▶ [Exercise instructions]: Beginning at the line that holds "Expected: one point per instance of the jean", restate each line exactly through the final line of the records. Include both of those lines.

:::

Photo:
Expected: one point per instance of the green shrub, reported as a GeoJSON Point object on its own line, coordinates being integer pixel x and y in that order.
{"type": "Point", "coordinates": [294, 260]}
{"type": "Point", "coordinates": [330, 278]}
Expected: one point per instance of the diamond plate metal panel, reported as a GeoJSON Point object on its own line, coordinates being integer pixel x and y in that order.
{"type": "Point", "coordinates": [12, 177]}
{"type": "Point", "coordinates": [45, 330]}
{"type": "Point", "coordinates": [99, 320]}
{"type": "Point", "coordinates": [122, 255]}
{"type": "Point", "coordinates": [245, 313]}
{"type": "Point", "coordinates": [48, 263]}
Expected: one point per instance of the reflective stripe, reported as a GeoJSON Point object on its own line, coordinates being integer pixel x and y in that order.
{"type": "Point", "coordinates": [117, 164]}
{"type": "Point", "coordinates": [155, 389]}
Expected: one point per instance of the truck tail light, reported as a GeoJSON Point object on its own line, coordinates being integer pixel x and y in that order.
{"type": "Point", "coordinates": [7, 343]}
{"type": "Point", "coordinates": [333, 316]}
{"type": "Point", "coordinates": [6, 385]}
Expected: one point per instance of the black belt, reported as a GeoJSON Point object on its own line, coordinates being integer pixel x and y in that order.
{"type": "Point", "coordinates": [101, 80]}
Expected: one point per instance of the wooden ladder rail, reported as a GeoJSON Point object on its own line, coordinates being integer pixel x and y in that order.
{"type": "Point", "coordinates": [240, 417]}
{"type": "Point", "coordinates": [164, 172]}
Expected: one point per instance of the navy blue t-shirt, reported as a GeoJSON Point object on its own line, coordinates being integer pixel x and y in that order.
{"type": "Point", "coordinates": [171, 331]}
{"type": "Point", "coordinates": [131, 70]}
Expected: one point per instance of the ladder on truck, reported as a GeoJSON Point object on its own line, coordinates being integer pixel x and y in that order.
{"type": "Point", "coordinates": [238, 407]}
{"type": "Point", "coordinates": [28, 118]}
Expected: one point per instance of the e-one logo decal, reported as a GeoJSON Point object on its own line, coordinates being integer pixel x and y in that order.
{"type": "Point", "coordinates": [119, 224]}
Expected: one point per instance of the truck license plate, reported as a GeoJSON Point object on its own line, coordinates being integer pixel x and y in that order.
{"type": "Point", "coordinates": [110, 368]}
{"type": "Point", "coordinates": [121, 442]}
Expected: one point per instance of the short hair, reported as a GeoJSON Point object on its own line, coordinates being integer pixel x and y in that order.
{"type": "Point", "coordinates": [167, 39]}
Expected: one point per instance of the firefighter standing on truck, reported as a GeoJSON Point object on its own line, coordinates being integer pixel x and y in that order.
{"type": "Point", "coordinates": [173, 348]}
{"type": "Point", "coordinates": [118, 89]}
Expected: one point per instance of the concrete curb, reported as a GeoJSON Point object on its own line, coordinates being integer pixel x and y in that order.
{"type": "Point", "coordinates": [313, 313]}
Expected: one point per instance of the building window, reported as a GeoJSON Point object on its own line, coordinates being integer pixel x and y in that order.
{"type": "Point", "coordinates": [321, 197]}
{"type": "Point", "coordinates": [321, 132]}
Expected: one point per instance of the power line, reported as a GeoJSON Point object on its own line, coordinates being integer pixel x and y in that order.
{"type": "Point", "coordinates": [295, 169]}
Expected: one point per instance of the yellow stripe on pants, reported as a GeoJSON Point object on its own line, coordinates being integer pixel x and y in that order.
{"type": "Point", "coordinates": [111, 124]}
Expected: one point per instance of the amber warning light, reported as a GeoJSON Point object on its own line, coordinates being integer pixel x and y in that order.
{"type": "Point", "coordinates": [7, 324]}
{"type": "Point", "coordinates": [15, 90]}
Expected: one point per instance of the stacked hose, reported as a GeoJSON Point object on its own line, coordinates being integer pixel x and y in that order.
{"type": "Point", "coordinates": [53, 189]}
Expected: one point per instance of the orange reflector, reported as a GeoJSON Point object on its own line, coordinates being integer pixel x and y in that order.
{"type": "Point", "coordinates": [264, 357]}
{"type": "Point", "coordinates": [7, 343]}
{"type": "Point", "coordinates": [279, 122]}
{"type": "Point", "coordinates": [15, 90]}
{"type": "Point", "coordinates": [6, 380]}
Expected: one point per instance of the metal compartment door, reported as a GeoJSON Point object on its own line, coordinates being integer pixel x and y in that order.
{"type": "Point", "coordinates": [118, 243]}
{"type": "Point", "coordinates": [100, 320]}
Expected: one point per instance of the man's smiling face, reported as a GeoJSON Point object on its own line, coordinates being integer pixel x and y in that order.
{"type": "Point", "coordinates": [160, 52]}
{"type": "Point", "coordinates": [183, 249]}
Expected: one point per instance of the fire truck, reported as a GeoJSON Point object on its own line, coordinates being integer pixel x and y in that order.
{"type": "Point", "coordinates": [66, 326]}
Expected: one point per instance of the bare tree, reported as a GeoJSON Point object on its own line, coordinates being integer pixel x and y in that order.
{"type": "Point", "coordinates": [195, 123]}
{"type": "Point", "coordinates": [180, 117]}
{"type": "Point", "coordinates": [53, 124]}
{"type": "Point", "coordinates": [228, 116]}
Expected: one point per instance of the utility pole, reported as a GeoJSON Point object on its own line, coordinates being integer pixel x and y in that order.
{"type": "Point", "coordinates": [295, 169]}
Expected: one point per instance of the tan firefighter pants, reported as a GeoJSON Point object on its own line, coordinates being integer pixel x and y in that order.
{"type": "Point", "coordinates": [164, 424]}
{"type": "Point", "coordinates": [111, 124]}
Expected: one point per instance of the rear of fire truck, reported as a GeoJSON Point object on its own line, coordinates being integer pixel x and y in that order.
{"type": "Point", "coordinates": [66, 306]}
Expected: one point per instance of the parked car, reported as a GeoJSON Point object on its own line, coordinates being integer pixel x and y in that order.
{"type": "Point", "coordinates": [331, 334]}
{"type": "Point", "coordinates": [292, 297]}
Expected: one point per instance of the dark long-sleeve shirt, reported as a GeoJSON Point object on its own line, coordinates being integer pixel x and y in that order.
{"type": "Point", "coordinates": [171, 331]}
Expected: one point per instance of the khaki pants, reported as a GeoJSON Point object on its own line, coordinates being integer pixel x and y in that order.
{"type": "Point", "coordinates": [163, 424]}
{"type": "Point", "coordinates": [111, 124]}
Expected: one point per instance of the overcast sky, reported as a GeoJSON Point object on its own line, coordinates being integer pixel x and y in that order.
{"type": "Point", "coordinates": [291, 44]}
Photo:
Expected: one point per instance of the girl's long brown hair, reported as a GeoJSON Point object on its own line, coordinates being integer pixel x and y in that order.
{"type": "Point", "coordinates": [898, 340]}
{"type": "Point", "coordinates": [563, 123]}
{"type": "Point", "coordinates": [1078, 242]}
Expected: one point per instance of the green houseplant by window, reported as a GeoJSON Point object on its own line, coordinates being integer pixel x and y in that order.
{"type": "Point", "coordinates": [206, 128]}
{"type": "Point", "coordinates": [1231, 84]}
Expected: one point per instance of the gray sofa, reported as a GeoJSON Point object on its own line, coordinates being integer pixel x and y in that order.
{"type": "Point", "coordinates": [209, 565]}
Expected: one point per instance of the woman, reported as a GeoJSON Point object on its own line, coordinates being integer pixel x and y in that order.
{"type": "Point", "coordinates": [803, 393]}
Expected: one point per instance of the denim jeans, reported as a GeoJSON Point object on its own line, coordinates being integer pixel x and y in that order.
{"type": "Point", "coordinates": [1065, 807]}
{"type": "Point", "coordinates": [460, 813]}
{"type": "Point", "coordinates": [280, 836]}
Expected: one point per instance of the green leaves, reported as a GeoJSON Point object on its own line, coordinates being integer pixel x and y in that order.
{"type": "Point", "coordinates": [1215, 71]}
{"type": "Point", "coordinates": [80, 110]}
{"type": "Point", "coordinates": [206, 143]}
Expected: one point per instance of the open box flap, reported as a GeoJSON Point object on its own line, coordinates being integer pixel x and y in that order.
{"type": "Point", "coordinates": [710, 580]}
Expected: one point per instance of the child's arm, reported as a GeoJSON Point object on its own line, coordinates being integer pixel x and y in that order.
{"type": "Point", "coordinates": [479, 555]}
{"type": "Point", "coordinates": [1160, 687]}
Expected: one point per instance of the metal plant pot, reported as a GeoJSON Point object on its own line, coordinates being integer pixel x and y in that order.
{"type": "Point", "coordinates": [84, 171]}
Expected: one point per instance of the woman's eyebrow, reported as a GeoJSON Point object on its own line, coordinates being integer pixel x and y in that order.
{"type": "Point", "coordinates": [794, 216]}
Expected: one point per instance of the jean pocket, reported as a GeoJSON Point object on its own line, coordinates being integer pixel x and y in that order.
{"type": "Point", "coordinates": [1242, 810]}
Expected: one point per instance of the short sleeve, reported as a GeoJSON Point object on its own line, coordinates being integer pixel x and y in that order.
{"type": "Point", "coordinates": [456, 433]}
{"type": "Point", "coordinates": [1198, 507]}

:::

▶ [Output of the task]:
Expected: one point per instance of the jean pocket, reported as a GeoJSON Point object on its own line, coordinates being integer pixel x and y in that order.
{"type": "Point", "coordinates": [1242, 810]}
Expected: one point per instance of the short sleeve, reported as a GeoJSON Point object on its own line, coordinates being integer pixel x and y in that order.
{"type": "Point", "coordinates": [456, 433]}
{"type": "Point", "coordinates": [1198, 507]}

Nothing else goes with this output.